• _TASK GOAL_: Reproduce, character for character, the lines of the entries below from the line containing "Practice. Locate the sky" through the line containing "290), (315, 210)]", including both of those lines, and nothing else.
--- Begin STORED DATA ---
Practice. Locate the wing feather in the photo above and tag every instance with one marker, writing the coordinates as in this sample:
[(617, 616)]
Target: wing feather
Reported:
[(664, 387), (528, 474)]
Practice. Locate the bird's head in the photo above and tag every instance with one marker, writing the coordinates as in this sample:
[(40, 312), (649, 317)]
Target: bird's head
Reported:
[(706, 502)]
--- End STORED DATA ---
--- Begin STORED DATA ---
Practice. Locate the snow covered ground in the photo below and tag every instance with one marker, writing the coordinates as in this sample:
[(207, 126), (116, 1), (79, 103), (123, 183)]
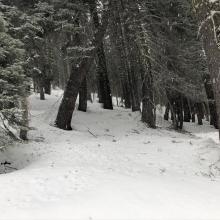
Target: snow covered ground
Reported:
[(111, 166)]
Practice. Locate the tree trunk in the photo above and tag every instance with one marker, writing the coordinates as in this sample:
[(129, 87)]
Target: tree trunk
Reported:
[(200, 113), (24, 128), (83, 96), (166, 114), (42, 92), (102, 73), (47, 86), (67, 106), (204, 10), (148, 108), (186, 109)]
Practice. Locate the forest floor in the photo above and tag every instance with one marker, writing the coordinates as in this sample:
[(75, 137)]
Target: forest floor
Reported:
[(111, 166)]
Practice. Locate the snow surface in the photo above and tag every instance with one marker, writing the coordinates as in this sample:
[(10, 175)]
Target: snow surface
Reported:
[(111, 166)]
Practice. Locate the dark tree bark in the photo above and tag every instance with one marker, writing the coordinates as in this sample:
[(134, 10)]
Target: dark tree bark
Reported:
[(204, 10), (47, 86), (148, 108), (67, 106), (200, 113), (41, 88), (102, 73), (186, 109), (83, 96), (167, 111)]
--- End STORED DATA ---
--- Begin STORED DATA ---
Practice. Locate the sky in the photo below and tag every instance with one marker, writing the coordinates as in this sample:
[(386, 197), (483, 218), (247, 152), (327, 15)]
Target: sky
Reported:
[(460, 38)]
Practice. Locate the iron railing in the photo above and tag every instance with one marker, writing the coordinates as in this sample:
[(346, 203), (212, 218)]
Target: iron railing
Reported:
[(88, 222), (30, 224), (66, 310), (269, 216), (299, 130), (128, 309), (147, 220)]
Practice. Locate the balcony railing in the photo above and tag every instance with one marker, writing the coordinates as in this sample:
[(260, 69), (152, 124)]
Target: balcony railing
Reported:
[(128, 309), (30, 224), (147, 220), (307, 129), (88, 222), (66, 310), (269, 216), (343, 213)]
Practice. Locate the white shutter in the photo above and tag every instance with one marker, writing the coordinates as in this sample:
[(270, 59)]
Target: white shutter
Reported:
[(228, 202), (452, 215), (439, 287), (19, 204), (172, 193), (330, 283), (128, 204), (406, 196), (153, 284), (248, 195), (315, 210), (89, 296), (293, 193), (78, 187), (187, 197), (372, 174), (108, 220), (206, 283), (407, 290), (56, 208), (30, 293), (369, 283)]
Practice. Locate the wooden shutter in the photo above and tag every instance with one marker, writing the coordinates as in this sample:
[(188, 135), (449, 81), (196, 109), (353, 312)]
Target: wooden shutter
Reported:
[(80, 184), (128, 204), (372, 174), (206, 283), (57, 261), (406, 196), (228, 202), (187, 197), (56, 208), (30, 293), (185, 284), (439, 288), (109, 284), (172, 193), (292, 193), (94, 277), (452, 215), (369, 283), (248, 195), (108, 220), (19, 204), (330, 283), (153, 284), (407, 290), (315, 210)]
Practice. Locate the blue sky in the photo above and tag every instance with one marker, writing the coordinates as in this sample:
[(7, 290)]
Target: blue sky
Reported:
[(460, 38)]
--- End STORED DATA ---
• _PROBLEM SOLUTION_:
Practice. Locate the sky in the photo below and tag every instance with one marker, writing the coordinates as in this sample:
[(386, 197), (483, 218), (247, 152), (327, 15)]
Target: sky
Reported:
[(460, 38)]
Practice. Locate the iron railing in the photo above and tag every instance with one marker, writing the coordinates as in this sample:
[(346, 203), (212, 218)]
Target: iron railing
Reported:
[(88, 222), (30, 224), (66, 310), (269, 216), (299, 130), (128, 309), (147, 220)]
Practice. Locate the balcony railing in the photo above and tag every instance with one marker, writing the coordinates as in this sample:
[(260, 69), (152, 124)]
Target: balcony railing
Reported:
[(128, 309), (30, 224), (147, 220), (307, 129), (88, 222), (66, 310), (269, 216), (343, 213)]
Practice. Locate the white shutter in the photo above and tag every instance with one marker, writing the coordinates as in this sample:
[(270, 59)]
Target: white shutter
Reported:
[(228, 202), (452, 215), (439, 287), (19, 204), (172, 193), (330, 283), (128, 204), (406, 196), (153, 284), (248, 195), (315, 210), (89, 296), (293, 193), (78, 187), (187, 197), (372, 174), (108, 220), (206, 283), (407, 290), (56, 208), (30, 293), (369, 283)]
Practice. Locate the wooden shutter in the photo above and tag every instance with one marker, writing the coordinates as in this sample:
[(188, 135), (449, 81), (196, 109), (353, 312)]
Target: wooden shutter
Reported:
[(80, 184), (128, 204), (372, 174), (206, 283), (57, 261), (406, 196), (228, 202), (187, 197), (56, 208), (30, 293), (185, 284), (439, 288), (109, 284), (172, 193), (292, 193), (94, 277), (452, 215), (369, 283), (248, 195), (108, 220), (19, 204), (330, 283), (153, 284), (407, 290), (315, 210)]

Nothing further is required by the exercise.